Aim => Transcribe exactly the lines from the one holding "Where can you spot the fluorescent" to the end of the data below, including both of those lines and no others.

++++ Exercise input

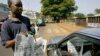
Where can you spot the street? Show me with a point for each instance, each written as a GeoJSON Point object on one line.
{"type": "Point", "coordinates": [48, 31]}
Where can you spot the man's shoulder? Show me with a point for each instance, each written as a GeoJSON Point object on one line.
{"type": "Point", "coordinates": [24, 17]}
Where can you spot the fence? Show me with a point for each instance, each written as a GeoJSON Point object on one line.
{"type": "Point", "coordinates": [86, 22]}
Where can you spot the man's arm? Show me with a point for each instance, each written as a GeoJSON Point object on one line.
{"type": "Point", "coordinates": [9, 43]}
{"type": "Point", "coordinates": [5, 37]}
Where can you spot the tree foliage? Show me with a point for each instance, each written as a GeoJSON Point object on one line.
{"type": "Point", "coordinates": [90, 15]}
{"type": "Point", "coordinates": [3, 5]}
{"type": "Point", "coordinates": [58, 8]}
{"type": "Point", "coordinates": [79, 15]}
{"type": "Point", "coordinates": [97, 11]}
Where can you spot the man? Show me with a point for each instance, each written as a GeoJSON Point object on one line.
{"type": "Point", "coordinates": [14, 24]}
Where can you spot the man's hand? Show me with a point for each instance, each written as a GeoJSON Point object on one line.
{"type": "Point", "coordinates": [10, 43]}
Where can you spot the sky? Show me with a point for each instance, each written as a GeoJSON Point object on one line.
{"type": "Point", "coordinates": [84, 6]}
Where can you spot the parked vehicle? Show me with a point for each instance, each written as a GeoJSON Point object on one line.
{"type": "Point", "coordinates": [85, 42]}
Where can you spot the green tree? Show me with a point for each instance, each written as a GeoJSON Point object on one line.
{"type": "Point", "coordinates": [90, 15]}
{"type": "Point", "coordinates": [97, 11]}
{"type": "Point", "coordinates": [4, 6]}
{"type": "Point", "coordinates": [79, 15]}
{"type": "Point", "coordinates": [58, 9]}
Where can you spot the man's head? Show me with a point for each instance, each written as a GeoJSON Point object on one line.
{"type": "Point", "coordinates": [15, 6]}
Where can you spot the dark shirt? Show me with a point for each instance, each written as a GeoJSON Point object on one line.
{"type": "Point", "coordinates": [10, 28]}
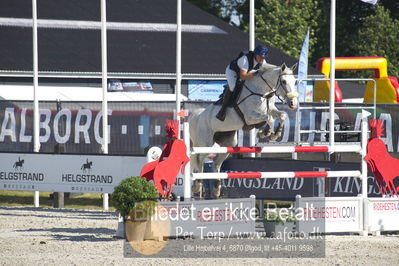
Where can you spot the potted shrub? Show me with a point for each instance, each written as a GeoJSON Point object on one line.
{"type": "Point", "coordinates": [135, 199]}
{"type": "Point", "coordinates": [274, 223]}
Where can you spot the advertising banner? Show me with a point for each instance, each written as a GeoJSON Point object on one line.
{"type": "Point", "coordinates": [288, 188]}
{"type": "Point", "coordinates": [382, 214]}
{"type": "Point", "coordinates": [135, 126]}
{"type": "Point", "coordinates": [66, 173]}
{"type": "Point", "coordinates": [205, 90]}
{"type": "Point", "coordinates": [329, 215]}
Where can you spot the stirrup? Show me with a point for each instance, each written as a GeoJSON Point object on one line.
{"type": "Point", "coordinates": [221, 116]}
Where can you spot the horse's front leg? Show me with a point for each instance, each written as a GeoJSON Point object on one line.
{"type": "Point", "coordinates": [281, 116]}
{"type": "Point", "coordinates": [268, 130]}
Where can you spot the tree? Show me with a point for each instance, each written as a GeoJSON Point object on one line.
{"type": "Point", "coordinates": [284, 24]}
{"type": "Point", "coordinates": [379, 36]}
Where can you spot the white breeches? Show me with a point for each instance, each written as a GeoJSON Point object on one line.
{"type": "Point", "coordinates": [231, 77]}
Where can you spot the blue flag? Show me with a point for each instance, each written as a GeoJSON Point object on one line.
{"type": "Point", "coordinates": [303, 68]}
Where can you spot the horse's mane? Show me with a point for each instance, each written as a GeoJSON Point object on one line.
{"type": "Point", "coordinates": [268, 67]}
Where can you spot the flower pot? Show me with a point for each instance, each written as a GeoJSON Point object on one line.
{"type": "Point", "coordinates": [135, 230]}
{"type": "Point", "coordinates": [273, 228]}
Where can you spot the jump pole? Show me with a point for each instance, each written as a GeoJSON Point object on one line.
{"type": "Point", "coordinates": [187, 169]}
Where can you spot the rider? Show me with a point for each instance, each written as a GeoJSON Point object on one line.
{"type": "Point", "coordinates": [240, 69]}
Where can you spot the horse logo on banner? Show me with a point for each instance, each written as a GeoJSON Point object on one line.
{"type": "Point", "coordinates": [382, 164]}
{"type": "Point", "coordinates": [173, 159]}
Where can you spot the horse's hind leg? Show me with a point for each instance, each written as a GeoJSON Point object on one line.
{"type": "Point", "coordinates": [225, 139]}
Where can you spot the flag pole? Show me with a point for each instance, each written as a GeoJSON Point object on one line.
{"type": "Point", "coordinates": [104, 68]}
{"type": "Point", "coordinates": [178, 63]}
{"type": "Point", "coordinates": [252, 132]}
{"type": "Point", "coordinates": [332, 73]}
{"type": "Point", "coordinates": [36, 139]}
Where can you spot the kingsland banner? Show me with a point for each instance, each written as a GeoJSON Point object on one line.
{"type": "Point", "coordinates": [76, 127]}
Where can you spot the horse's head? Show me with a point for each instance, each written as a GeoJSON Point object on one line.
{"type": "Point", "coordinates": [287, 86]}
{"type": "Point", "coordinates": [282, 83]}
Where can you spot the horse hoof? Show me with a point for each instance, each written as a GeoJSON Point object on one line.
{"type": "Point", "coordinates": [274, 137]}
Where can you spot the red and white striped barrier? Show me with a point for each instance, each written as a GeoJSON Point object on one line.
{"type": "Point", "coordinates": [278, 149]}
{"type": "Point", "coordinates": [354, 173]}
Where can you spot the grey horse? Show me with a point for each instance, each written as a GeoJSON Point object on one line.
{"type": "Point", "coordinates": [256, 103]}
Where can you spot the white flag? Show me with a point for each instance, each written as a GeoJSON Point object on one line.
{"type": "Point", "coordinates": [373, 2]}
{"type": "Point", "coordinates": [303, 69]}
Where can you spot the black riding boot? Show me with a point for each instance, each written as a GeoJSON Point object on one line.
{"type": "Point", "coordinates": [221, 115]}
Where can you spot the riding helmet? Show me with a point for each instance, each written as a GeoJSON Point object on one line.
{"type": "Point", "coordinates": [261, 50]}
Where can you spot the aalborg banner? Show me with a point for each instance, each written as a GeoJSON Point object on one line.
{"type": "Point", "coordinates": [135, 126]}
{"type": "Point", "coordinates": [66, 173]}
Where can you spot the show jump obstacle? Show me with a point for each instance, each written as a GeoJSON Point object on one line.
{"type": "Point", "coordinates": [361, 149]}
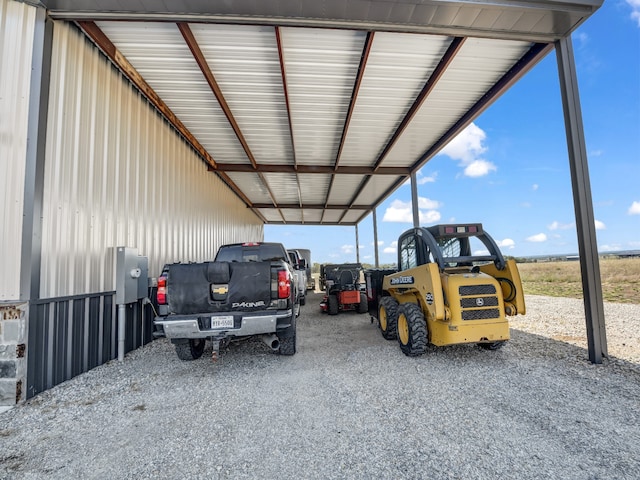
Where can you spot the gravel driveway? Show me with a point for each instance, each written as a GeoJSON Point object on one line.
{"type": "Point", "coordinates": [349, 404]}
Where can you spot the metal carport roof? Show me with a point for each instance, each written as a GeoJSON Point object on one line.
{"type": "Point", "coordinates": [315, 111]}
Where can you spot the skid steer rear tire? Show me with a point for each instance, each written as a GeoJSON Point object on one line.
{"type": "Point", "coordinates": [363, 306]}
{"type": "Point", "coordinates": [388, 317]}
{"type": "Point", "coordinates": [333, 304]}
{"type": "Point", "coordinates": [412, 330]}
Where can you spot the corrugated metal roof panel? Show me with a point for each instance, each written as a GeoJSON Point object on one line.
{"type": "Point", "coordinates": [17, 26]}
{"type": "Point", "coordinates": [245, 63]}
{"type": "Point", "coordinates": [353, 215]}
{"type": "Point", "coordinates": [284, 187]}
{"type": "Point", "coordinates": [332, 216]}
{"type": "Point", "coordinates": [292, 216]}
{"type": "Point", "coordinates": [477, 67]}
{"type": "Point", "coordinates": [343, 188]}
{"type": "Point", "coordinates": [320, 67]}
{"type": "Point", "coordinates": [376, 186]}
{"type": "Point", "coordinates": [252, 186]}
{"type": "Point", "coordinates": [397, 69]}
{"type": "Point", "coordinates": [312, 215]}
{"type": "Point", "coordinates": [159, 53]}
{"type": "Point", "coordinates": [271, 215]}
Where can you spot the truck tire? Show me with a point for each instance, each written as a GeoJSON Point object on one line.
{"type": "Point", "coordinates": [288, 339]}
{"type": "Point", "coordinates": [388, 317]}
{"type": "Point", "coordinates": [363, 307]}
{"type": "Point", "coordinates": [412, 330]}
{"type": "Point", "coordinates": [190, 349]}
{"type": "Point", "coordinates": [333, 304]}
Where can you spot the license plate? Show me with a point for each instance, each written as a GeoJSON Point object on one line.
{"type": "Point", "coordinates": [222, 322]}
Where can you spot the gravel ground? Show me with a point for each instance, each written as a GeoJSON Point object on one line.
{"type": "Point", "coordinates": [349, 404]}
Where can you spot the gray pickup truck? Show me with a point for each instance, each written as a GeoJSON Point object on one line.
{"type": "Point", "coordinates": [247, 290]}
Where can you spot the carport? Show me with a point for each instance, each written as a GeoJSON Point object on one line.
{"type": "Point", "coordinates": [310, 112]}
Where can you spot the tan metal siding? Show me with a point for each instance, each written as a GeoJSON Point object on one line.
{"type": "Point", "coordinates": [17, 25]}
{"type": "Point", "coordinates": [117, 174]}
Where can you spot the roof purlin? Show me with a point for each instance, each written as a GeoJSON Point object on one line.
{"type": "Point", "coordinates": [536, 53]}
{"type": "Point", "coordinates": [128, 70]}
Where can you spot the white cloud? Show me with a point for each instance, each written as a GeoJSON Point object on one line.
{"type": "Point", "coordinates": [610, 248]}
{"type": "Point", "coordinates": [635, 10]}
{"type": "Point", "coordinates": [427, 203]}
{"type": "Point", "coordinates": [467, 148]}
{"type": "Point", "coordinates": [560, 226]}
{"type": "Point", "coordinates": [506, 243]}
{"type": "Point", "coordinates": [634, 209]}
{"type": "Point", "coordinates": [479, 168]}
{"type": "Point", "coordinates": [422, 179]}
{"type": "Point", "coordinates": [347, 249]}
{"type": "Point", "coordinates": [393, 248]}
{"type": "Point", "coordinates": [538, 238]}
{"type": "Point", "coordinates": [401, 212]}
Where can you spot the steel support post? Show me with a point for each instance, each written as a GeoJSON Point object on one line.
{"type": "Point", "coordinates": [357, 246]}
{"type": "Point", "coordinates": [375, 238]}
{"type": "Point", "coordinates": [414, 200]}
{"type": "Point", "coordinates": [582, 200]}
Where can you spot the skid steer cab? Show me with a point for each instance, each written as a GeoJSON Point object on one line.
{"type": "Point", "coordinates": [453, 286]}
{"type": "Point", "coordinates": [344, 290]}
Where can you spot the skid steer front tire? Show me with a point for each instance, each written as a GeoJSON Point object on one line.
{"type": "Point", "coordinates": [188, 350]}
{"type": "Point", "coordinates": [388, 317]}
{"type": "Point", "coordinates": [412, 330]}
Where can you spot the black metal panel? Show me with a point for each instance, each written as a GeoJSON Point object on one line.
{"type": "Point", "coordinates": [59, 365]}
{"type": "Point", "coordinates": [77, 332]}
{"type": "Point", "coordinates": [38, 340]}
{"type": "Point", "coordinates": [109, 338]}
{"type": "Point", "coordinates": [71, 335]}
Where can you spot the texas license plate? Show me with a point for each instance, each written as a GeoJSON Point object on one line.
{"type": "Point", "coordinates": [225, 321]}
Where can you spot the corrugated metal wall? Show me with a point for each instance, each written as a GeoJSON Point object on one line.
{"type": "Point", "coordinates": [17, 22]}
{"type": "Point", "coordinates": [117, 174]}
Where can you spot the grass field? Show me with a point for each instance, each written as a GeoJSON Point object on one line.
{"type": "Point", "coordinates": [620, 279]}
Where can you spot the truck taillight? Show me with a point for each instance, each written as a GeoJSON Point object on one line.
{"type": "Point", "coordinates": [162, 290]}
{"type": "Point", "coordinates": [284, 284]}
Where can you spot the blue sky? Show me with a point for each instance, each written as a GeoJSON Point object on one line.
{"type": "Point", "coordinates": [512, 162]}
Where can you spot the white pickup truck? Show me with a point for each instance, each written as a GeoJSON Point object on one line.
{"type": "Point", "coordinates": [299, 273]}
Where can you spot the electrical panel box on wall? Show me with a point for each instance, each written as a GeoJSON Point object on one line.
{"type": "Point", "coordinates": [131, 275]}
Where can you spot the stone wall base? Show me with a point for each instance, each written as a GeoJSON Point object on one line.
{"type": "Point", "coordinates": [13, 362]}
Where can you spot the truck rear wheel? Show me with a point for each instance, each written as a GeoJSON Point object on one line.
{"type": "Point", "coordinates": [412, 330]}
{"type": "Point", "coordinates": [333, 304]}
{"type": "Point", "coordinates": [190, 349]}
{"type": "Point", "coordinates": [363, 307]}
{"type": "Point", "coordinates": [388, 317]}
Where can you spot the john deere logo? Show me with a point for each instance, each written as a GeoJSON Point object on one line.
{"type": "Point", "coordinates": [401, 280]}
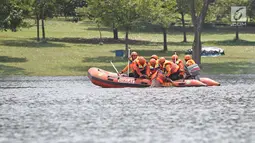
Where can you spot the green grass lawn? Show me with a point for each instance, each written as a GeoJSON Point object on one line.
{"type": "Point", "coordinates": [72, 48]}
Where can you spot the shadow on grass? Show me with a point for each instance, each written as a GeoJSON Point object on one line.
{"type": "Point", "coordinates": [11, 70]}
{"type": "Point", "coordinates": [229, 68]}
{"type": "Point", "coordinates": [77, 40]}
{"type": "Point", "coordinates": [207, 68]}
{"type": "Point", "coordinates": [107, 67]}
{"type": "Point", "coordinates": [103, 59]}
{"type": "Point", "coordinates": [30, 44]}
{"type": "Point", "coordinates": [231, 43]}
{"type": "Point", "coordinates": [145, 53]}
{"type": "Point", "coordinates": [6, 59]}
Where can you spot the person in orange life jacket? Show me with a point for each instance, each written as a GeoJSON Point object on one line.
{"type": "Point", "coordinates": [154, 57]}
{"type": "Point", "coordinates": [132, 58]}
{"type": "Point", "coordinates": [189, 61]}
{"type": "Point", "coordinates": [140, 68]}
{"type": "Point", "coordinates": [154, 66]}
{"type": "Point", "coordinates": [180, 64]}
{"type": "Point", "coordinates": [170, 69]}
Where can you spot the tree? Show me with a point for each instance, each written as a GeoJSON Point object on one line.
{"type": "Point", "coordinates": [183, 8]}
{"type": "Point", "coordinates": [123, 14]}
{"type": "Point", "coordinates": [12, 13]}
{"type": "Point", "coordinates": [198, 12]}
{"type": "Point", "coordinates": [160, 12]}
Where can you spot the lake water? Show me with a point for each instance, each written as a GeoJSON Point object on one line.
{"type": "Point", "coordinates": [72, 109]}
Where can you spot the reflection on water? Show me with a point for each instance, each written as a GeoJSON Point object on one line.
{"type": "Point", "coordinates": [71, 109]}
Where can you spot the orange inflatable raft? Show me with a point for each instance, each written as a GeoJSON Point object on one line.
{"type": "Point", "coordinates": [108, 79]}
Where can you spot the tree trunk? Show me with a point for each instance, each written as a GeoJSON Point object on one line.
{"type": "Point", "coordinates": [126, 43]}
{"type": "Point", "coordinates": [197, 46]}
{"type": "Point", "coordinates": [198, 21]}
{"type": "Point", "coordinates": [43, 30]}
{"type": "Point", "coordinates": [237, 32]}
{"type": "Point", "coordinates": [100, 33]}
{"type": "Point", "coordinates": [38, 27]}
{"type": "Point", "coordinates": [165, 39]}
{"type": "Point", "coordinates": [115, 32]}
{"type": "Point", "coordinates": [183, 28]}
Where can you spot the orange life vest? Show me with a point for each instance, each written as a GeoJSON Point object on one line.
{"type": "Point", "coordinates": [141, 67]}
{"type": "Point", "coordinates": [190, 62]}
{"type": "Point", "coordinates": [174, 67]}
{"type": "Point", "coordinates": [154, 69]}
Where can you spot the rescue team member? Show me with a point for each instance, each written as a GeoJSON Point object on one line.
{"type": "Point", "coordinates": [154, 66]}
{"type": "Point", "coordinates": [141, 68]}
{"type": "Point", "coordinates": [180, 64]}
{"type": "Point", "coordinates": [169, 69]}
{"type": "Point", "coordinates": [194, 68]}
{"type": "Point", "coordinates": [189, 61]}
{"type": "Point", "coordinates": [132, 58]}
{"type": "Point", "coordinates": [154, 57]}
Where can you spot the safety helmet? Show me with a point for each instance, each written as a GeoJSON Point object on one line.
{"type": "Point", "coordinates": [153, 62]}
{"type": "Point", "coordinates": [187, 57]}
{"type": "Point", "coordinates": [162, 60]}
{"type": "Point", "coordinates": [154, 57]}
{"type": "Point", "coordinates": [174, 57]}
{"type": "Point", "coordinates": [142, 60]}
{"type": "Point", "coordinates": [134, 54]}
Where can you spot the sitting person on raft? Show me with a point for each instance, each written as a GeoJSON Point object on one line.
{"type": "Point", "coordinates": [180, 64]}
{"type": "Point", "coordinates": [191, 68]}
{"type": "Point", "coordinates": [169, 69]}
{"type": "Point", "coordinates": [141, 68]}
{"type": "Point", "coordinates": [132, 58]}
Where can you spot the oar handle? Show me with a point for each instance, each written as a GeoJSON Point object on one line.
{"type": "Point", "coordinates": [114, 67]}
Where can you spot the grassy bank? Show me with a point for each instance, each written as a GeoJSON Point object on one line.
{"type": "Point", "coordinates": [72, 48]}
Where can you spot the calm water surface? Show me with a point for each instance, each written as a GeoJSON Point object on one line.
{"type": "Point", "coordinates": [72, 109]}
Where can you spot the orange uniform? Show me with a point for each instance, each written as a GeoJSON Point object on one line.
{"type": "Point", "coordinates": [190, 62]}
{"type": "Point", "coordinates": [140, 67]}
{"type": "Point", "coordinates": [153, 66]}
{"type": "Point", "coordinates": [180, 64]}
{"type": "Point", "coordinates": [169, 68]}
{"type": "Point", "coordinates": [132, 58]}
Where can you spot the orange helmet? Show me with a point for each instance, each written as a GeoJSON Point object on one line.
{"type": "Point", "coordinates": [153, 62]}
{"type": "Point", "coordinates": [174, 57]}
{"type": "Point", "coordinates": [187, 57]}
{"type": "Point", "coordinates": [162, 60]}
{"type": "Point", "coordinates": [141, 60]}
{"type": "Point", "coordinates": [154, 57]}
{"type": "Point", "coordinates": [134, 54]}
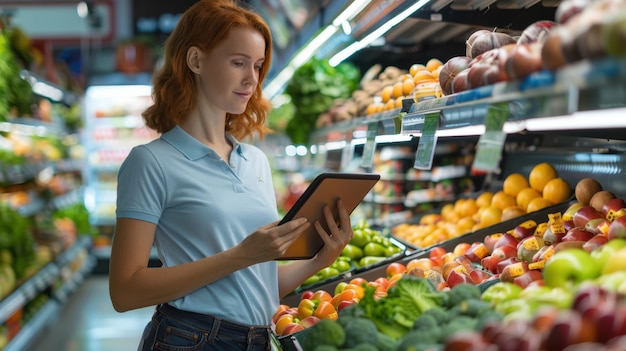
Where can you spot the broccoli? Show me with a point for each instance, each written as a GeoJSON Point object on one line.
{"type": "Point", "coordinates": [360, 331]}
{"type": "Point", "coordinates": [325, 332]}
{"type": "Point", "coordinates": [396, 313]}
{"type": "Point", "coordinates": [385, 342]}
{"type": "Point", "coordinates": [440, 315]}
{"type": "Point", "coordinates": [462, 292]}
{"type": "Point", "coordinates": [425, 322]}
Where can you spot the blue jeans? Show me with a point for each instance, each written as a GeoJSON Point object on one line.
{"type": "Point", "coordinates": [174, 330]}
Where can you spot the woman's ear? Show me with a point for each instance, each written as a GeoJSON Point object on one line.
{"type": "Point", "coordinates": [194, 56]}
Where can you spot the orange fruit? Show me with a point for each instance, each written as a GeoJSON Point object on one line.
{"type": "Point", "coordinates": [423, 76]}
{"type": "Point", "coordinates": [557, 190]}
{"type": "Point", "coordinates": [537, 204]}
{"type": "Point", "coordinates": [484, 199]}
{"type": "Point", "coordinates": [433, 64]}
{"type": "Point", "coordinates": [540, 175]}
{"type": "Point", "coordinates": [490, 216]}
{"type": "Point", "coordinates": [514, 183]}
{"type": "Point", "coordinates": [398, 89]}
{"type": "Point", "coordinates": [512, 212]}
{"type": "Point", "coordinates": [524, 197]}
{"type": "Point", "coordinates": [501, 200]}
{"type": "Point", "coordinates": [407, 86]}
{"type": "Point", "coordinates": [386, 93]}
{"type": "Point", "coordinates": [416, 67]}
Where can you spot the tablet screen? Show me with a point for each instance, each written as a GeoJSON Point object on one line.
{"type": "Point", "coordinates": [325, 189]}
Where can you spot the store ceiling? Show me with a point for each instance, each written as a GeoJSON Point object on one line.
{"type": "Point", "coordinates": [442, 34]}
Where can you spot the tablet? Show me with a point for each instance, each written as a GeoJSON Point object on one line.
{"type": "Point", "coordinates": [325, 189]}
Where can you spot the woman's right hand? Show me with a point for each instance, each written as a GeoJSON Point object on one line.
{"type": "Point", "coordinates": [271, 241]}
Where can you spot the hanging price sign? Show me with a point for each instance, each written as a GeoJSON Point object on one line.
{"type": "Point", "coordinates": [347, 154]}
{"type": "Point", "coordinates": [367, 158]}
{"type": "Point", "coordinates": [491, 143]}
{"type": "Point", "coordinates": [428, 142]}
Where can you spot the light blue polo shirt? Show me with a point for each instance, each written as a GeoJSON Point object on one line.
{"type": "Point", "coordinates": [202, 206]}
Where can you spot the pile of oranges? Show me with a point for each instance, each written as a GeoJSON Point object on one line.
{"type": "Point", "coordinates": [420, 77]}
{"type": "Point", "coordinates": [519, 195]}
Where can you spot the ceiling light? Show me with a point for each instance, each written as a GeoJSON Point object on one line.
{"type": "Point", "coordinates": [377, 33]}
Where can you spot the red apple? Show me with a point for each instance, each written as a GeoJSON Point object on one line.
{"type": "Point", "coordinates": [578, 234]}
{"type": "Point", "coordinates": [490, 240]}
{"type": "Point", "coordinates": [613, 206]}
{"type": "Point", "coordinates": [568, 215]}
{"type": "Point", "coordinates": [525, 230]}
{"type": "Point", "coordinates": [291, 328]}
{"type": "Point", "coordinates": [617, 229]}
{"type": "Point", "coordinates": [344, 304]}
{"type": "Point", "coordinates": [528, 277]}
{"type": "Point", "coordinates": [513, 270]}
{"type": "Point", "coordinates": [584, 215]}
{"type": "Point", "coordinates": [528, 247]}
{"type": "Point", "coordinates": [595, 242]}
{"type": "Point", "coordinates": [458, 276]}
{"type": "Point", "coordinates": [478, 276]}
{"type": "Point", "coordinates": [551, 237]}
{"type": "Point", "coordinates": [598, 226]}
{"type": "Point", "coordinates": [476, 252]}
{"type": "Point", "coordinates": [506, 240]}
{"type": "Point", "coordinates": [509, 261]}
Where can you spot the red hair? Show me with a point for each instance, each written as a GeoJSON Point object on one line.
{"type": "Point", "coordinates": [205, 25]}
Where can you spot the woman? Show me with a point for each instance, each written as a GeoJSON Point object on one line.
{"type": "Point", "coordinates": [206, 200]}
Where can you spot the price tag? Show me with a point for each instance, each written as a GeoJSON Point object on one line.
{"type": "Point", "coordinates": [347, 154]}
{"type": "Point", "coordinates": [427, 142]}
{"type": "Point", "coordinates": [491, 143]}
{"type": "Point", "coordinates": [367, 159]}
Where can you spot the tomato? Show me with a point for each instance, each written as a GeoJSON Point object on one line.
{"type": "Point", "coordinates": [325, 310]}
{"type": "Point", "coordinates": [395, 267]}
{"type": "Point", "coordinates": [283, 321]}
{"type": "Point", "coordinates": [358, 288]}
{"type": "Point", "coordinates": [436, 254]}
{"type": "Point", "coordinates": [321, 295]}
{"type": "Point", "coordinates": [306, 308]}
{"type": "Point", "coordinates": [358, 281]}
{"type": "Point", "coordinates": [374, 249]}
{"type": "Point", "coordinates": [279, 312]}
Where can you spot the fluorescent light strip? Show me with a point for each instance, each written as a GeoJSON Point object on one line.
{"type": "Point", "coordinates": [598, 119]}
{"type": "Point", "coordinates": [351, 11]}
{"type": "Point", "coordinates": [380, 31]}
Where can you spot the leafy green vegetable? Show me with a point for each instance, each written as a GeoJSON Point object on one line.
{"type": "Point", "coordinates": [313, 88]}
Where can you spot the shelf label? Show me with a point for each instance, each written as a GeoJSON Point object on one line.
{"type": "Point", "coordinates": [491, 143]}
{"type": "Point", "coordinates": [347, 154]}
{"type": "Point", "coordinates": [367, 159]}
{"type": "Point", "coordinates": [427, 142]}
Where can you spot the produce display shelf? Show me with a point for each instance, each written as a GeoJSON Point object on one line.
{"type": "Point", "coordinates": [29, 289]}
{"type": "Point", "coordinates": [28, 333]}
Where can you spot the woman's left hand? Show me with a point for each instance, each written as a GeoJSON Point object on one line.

++++++++

The result =>
Where can you spot the fluorescent light strip? Show me with a point for each instance, each written as a GeoJSON Point object on one line.
{"type": "Point", "coordinates": [598, 119]}
{"type": "Point", "coordinates": [351, 11]}
{"type": "Point", "coordinates": [380, 31]}
Where can you spot the leafy green vegetable? Show me with a point for each instance, each written as a GeoJSON Point object on one line.
{"type": "Point", "coordinates": [313, 88]}
Where can you spot the shelf label? Show me with a point for each instance, each written as a GeoJSON Point object on one line.
{"type": "Point", "coordinates": [491, 143]}
{"type": "Point", "coordinates": [347, 154]}
{"type": "Point", "coordinates": [367, 159]}
{"type": "Point", "coordinates": [427, 142]}
Where can you spot the produce display shelf? Show me with a point for each instance, each written as a GeoJSON Point object on one line.
{"type": "Point", "coordinates": [29, 289]}
{"type": "Point", "coordinates": [28, 333]}
Where can you spot the woman's left hand? Show me with a point for each instance, each written as a GeoJSON Point object on one line.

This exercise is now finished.